Aşağıdaki listede "the player's outstretched" ifadesini içeren satırdan başlayıp listenin sonuna kadar giden satırları, iki uç da dahil olmak üzere, hiçbir satırı atlamadan yeniden yazın. Bu satırlardaki yanıtlarda geçen her x ve y koordinatını 40 artırın.

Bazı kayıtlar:
"""

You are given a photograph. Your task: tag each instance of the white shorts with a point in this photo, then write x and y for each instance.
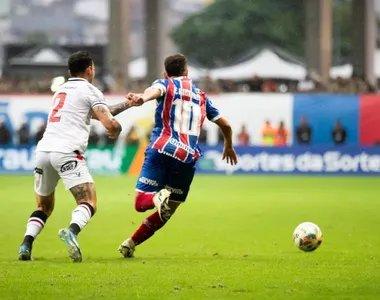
(52, 166)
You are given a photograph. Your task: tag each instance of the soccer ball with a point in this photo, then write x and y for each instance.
(307, 236)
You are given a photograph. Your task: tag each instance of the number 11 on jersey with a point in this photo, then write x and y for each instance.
(187, 117)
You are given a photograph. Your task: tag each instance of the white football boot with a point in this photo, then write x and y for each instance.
(127, 248)
(161, 202)
(71, 243)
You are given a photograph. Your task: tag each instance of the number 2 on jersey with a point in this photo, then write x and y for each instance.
(58, 103)
(187, 117)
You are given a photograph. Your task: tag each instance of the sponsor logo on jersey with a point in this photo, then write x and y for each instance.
(69, 166)
(173, 190)
(148, 181)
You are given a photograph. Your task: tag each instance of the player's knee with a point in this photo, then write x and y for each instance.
(92, 203)
(45, 204)
(47, 208)
(139, 199)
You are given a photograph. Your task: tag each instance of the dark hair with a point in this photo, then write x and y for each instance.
(175, 65)
(79, 62)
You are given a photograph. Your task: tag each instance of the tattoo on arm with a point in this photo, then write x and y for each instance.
(84, 191)
(118, 108)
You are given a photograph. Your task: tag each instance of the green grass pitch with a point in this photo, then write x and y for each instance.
(231, 240)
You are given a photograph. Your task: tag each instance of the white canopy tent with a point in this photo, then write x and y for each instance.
(266, 64)
(138, 69)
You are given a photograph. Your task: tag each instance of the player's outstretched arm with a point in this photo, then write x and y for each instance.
(228, 152)
(104, 115)
(115, 109)
(150, 93)
(119, 107)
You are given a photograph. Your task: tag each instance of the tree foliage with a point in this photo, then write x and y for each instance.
(229, 28)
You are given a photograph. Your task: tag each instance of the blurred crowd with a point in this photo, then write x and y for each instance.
(338, 85)
(271, 135)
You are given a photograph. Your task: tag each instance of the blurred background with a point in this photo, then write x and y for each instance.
(290, 75)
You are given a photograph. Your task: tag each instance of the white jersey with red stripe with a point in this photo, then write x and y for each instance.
(180, 114)
(68, 126)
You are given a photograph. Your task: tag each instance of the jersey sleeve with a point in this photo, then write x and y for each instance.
(160, 84)
(212, 112)
(95, 97)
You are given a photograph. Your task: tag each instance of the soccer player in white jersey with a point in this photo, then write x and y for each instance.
(59, 155)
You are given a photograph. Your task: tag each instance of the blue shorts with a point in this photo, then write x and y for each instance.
(162, 171)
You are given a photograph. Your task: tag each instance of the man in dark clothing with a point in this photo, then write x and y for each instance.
(303, 132)
(339, 134)
(5, 134)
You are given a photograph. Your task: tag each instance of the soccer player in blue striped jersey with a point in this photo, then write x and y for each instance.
(171, 156)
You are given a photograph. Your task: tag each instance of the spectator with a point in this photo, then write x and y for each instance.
(94, 137)
(339, 134)
(243, 137)
(304, 132)
(203, 136)
(220, 137)
(40, 132)
(268, 134)
(5, 134)
(23, 135)
(132, 137)
(255, 84)
(269, 86)
(306, 85)
(282, 135)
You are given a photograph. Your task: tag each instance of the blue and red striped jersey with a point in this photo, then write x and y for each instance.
(179, 117)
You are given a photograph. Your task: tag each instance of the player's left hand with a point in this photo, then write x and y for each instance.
(230, 155)
(136, 99)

"""

Nihai sonuç
You are given a photograph. Your task: tag each instance of the player's outstretched arm with a point in this photo, then write x and y for each instance.
(268, 192)
(144, 155)
(155, 149)
(190, 133)
(159, 147)
You are given a photograph. Your task: tag each instance of the tree foliage with a point in this photo, then write x and y for each instance.
(269, 68)
You are given a photograph. Your task: tag each instance of the blurred crowd with a point in this photo, then write x and y for each instance.
(378, 125)
(311, 175)
You are given a photograph. Your task: tag each instance of the blurred background with a point in this photo, then write x and y for each instance.
(330, 115)
You are given a photograph. Your task: tag each instance of the white jersey with red stripe with a point in this photo, then write x and y for each instance.
(220, 154)
(108, 166)
You are given a photograph. Your task: tag each instance of the jersey sleeve with a point in this photo, then write x and y for each instance.
(200, 124)
(252, 152)
(135, 137)
You are given a photograph. Your task: tag each instance of the soccer player in white jersey with a point in this photo, then write x and y for each instance.
(99, 195)
You are given a photograph. Your task: tag each instance of the blue shorts with a point in this photo, then write x and y for each instance.
(202, 211)
You are given a photograph. Your task: tag each instance of the man in dark clothing with a point in this photo, then write x and y for each instance.
(343, 172)
(379, 174)
(45, 174)
You are given a photograph. Your task: tag each instance of the soccer player in blue striped jersey with a point in this photo, then write x and y for each instance.
(211, 196)
You are given a photograph. Your task: tag each instance of the spectator with a point in this photo, then write x and y for each instance.
(134, 177)
(379, 174)
(283, 177)
(344, 172)
(243, 176)
(260, 177)
(80, 172)
(308, 174)
(45, 174)
(63, 175)
(172, 177)
(295, 124)
(309, 126)
(346, 125)
(322, 175)
You are given a photograph. Your task: tag each instance of the blue and red striped jersey with a point in this photo, then write x and y for each instance.
(219, 157)
You are given a photograph. Your task: tag each instance of the player's left hand with a point in this photo, then write x and y for each instance.
(270, 195)
(176, 139)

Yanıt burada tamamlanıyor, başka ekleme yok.